— DATA FOR THIS TASK —
===

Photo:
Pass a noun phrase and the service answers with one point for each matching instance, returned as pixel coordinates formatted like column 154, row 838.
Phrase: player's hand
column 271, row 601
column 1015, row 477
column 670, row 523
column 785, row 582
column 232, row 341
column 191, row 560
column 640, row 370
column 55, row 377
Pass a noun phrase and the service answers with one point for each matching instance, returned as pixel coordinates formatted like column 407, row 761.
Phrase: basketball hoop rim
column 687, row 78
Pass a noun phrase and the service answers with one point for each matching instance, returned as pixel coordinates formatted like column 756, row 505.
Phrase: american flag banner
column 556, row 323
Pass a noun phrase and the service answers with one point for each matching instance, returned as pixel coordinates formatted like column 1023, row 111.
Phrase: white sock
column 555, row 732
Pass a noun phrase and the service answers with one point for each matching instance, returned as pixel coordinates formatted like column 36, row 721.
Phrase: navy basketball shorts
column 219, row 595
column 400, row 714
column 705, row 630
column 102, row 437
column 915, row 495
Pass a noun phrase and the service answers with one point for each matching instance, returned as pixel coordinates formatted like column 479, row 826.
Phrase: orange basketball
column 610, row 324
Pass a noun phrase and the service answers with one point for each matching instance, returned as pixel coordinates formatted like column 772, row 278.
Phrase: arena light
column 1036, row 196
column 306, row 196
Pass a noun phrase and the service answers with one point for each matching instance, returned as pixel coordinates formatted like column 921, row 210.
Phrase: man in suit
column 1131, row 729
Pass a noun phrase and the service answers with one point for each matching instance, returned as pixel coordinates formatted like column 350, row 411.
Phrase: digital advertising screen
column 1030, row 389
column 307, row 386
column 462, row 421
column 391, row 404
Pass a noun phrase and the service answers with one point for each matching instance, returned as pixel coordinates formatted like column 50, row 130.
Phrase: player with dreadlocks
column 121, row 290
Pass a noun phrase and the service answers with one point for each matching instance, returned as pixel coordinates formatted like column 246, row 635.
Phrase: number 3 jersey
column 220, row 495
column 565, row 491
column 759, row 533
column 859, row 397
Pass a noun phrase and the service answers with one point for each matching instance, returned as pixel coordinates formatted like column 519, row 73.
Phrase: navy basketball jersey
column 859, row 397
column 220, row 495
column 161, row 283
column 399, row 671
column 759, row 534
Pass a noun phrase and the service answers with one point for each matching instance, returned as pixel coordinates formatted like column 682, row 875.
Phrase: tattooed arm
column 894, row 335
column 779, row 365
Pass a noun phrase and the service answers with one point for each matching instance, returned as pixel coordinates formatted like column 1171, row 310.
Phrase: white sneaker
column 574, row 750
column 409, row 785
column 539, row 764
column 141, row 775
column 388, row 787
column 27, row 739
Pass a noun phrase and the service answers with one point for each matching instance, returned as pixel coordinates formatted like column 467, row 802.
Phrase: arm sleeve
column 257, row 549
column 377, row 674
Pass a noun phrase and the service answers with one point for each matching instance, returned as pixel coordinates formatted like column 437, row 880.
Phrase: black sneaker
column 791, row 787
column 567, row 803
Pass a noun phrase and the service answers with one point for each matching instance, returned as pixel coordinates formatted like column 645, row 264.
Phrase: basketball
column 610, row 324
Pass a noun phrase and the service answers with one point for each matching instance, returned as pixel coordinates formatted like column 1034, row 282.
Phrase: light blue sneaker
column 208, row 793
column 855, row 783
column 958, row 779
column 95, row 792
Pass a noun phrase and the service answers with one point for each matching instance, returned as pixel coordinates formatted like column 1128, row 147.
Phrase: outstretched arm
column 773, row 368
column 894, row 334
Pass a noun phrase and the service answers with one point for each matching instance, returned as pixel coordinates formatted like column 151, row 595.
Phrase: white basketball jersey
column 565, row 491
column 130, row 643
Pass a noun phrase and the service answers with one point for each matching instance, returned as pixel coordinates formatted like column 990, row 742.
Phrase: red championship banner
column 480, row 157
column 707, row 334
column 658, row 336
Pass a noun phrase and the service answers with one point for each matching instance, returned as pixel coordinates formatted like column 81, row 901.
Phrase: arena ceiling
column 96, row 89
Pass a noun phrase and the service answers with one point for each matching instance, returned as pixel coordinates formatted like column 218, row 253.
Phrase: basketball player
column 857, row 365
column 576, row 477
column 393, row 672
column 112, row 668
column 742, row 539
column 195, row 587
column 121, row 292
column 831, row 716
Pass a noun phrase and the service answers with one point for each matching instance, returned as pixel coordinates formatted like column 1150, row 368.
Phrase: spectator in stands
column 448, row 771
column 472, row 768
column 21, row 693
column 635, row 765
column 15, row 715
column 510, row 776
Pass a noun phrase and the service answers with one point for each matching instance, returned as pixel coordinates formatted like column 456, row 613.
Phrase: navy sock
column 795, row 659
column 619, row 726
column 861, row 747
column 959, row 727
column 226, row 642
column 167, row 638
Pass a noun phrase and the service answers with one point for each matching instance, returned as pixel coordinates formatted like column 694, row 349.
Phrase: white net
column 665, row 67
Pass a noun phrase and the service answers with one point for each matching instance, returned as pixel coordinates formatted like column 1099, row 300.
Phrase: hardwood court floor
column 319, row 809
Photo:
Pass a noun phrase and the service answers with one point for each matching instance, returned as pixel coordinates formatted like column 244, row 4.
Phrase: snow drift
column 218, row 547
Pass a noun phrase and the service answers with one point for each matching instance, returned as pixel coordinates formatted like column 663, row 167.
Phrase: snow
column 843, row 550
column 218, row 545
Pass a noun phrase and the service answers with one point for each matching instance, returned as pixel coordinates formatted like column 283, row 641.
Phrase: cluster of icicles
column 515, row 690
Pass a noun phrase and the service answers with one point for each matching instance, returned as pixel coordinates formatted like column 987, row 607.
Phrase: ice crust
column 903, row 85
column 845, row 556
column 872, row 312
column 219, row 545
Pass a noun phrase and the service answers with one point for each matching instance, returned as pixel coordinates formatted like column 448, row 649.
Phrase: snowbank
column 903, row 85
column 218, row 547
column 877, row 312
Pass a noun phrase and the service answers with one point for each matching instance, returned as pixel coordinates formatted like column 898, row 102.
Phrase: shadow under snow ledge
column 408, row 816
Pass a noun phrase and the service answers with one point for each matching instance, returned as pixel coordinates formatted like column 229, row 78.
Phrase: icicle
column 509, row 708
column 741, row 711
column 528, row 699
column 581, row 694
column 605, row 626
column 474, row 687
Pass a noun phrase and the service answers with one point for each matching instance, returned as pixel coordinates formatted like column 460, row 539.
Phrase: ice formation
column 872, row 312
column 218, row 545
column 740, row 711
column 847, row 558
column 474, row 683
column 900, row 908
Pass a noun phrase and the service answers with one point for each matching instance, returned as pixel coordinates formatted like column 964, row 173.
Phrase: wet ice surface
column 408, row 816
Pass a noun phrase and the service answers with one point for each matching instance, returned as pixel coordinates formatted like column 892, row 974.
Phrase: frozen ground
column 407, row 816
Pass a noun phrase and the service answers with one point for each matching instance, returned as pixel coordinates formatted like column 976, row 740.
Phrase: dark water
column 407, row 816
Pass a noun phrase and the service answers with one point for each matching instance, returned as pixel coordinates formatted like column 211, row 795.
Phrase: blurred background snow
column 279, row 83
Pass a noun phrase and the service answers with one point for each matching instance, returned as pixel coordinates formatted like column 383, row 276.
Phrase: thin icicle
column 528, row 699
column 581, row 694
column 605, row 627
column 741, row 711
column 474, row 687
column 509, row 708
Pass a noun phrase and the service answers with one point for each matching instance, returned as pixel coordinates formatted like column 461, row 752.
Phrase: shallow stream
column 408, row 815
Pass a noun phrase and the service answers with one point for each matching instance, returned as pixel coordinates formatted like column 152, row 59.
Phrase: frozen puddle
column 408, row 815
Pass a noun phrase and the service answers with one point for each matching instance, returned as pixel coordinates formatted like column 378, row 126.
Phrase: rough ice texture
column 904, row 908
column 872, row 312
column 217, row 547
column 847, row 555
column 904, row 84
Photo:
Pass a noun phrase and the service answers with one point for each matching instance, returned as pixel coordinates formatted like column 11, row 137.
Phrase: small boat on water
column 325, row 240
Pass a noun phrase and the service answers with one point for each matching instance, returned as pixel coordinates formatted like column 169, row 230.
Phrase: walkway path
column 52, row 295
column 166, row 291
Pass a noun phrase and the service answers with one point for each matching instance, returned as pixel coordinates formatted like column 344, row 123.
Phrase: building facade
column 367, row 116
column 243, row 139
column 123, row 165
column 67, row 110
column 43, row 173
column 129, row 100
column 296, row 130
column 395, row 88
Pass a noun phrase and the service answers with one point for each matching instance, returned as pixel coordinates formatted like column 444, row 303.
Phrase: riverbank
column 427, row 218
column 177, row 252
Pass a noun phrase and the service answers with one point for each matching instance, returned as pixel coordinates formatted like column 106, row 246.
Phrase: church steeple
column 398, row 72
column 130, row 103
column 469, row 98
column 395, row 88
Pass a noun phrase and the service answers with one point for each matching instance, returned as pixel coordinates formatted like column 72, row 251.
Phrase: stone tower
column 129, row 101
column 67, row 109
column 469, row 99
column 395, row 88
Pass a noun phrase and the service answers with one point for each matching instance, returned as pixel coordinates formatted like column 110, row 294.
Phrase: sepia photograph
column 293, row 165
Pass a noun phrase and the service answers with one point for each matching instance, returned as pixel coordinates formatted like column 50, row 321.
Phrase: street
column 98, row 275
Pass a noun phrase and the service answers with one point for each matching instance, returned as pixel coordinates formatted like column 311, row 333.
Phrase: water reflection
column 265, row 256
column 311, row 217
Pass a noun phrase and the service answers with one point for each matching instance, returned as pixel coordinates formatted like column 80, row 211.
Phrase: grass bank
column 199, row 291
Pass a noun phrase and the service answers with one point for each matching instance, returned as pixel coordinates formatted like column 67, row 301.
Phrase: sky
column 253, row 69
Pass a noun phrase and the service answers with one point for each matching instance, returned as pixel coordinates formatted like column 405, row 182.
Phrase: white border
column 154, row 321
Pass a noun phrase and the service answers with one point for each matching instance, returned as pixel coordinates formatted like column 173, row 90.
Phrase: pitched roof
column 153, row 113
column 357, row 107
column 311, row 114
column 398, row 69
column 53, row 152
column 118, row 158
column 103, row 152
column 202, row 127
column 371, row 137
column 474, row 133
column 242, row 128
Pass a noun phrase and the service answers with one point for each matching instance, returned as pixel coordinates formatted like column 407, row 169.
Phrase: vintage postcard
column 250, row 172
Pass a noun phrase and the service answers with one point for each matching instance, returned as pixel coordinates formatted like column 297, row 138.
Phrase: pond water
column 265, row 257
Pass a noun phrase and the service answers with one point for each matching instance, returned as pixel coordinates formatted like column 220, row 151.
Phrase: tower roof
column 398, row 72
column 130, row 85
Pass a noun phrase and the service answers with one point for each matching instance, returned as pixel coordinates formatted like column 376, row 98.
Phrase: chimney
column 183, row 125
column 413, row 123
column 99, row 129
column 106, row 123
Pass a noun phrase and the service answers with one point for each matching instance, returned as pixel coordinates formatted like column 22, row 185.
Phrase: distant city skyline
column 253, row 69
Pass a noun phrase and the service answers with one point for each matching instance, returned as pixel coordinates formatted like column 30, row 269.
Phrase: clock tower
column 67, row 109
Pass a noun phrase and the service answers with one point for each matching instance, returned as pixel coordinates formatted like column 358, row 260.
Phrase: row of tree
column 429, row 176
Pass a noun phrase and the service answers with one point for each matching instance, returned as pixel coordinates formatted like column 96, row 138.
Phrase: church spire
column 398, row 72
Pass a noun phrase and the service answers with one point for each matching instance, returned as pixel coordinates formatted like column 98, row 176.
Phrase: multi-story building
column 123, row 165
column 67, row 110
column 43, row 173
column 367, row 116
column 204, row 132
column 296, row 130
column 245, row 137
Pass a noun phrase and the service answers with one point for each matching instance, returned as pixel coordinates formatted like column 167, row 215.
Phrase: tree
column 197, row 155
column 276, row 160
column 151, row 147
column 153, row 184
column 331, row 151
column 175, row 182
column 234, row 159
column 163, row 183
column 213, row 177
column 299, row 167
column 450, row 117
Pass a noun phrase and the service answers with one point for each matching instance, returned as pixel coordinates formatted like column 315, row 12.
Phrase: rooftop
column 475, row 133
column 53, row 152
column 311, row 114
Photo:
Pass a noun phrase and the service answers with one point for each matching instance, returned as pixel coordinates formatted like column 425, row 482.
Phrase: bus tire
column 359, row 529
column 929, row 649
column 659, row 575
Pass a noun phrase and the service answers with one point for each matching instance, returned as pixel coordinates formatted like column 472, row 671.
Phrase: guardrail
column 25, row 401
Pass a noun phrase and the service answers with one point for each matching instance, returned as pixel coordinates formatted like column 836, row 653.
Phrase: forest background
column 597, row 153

===

Starting at the line that contains "358, row 260.", write out every line to the end of the entries, exactly as given.

— SOLUTION FOR THIS EXERCISE —
Pass a noun phrase and the service answers with one point for each matching instance, returned as pixel coordinates formatted like column 358, row 260.
Phrase: row of tree
column 429, row 176
Pass a noun phrase and the service answers with one point for each matching instance, returned as pixel coordinates formatted like column 96, row 138.
Phrase: church spire
column 398, row 72
Pass a noun phrase and the service answers with one point for each matching instance, returned as pixel coordinates formatted like column 98, row 176.
Phrase: multi-story building
column 123, row 165
column 67, row 110
column 43, row 173
column 367, row 116
column 204, row 132
column 296, row 130
column 245, row 137
Pass a noun phrase and the service answers with one point for each matching instance, returned as pixel coordinates formatted like column 167, row 215.
Phrase: tree
column 197, row 155
column 276, row 160
column 151, row 147
column 153, row 184
column 331, row 151
column 175, row 182
column 234, row 159
column 163, row 183
column 213, row 177
column 299, row 167
column 450, row 117
Pass a noun phrase and the service answers with one point for each matching instance, returned as pixel coordinates formatted like column 315, row 12.
Phrase: rooftop
column 475, row 133
column 53, row 152
column 311, row 114
Photo:
Pass a noun phrase and the service answers with one point for each matching instance, returned as pixel coordinates formatted like column 425, row 482.
Phrase: bus tire
column 359, row 529
column 929, row 649
column 659, row 575
Pass a noun phrase and the service answers with one point for each matching instance, returned as pixel coordinates formatted like column 472, row 671.
Phrase: guardrail
column 25, row 401
Pass a noun phrase and the service answers with one point for each matching instance, returned as pixel coordinates formatted like column 836, row 653.
Phrase: forest background
column 597, row 153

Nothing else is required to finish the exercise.